> Challenges:
- 1) Name every geographic place mentioned in the webinar text.
- 2) Rewrite the listing below with "orange jacket" changed to "red coat", keeping everything else the same, and leave the picture out.
─── Selection
This is mainly because of the fact that companies nowadays are serving user base or customer base who are increasingly global and because of the business needs, they basically would have to have deployments going on across multiple locations, across multiple regions on cloud providers. And that is exactly how you have the production workloads, the servers, the hardwares across multiple locations as well. So that was a quick bit about today’s landscape. Now, given the fact that we have all these things and all these team members being distributed, this also brings us to two different scenarios which defines the problem statement of today’s webinar. So let’s take each of these scenarios one by one. Let’s take a scenario in which there’s the company which has development teams across multiple locations.
Let’s say there’s Team 1 in the US and Team 2 in the European region. And let’s also say that there is cross team dependency going on between these two development teams, meaning which let’s say whatever is being developed by Team 1 is needed by Team 2 and vice versa, which also means that whenever Team 2 needs something that is built by Team 1, which is in the US, since these artifacts that are developed in the US are available just in the US and are not available locally in the EU region where Team 2 is, they basically would have to reach out to the registry which is being used by the team in the US, which means they have to go across the continent, across the Atlantic Ocean and basically download all these necessary artifacts over the network, which introduces some challenges in itself.
First of all, this can impact the performance because of the potential network latency issues that could arise because of the distances between the locations because of which builds can take longer to finish basically, or if the network actually is down, or if it’s not reliable as much, basically builds will fail because of the fact that there’s no network access for downwards to happen. This is scenario one. Scenario two is disaster recovery needs. So disaster recovery by definition means there needs to be some kind of redundancy for the data that is being managed. In this case, since we are talking about artifact storage and artifact management, disaster recovery for artifact management means that we basically need to have redundancy for all our artifacts that are being stored as well as the metadata for all these artifacts. So this redundancy as well as we’ll bring in some business readiness whenever the main instance goes down for whatever reason, so that the switch or the failover can happen with very minimal impact.
So these are the two different scenarios that I present to you. So early on, we just saw that teams and the production workloads are increasingly distributed across multiple locations. Also, we just took a look at two different scenarios in which there were two different teams across different locations which have cross team dependencies as well as there was a disaster recovery unit as well. So given these two scenarios, how do you keep all these DevOps practices or workflows or delivery in sync with each other? How do you make sure that the DevOps delivery is always in sync, is the question that you obviously get in your minds. And that is where I would like to introduce you to the concept of replication that we have that Artifactory does support. Replication, as you might know, by definition means replicating or copying artifacts or whatever data it is from one location to another.
──────
─── Given information
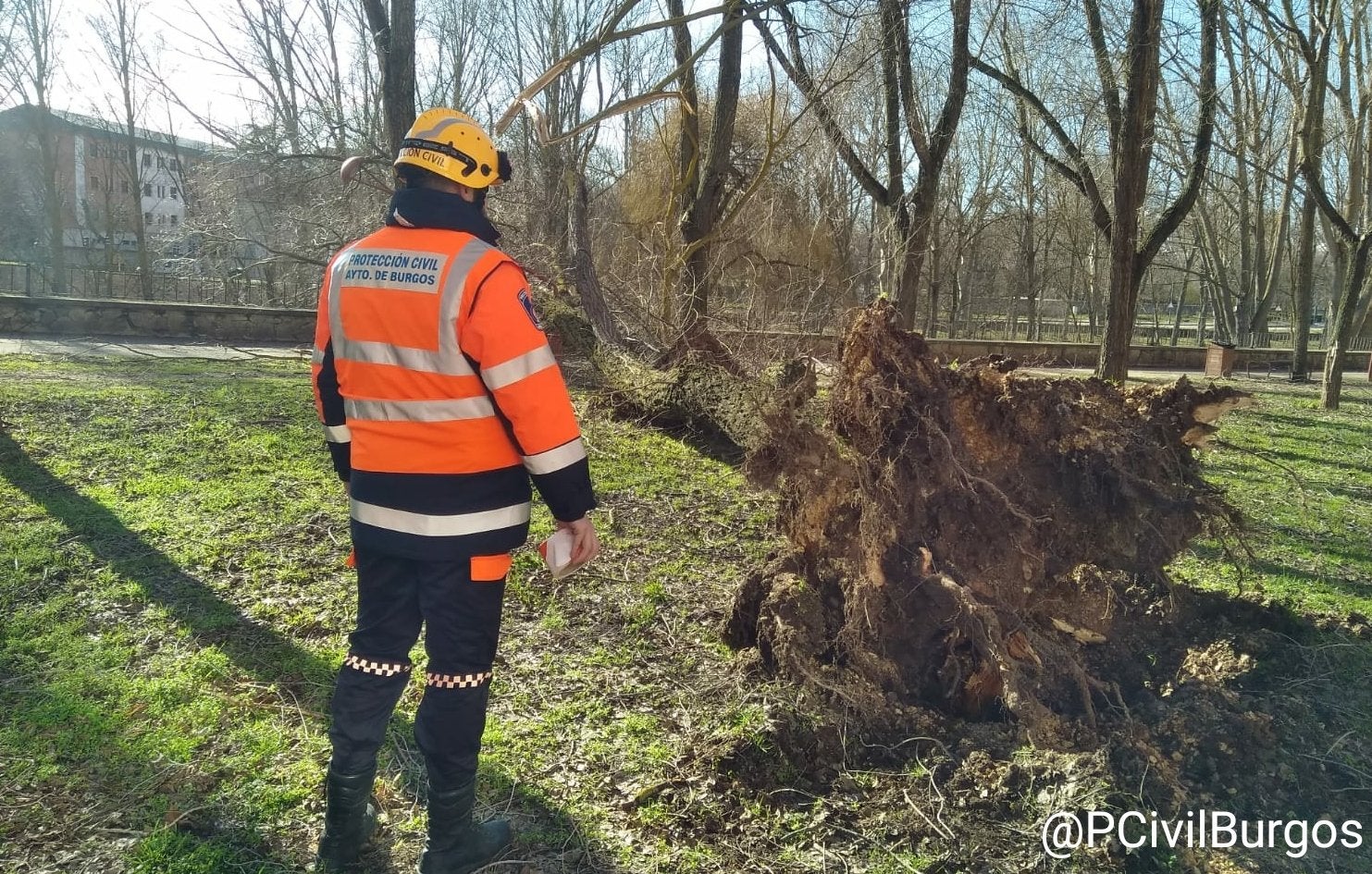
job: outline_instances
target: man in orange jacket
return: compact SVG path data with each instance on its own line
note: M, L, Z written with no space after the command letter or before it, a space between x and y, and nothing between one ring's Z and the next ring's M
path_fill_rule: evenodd
M530 482L600 550L582 446L528 280L495 248L486 193L509 163L468 115L416 119L395 161L386 226L325 272L314 397L347 483L357 630L333 692L318 867L354 862L376 827L369 797L386 724L421 626L428 665L414 735L428 771L421 874L468 874L509 844L473 823L476 760L510 550L528 535Z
──────
> Expected responses:
- 1)
- the US
- the European region (also called the EU region)
- the Atlantic Ocean

- 2)
job: outline_instances
target: man in red coat
return: compact SVG path data with each instance on its own line
note: M, L, Z written with no space after the command letter or before it, a space between x and y, and nothing between one ring's Z and the next ring's M
path_fill_rule: evenodd
M530 482L600 550L582 446L528 280L495 248L486 193L509 163L468 115L416 119L395 161L386 226L325 272L314 397L347 483L357 630L333 692L318 867L354 862L376 827L369 797L386 724L421 626L428 665L414 735L428 771L421 874L468 874L509 844L473 823L476 760L510 550L528 535Z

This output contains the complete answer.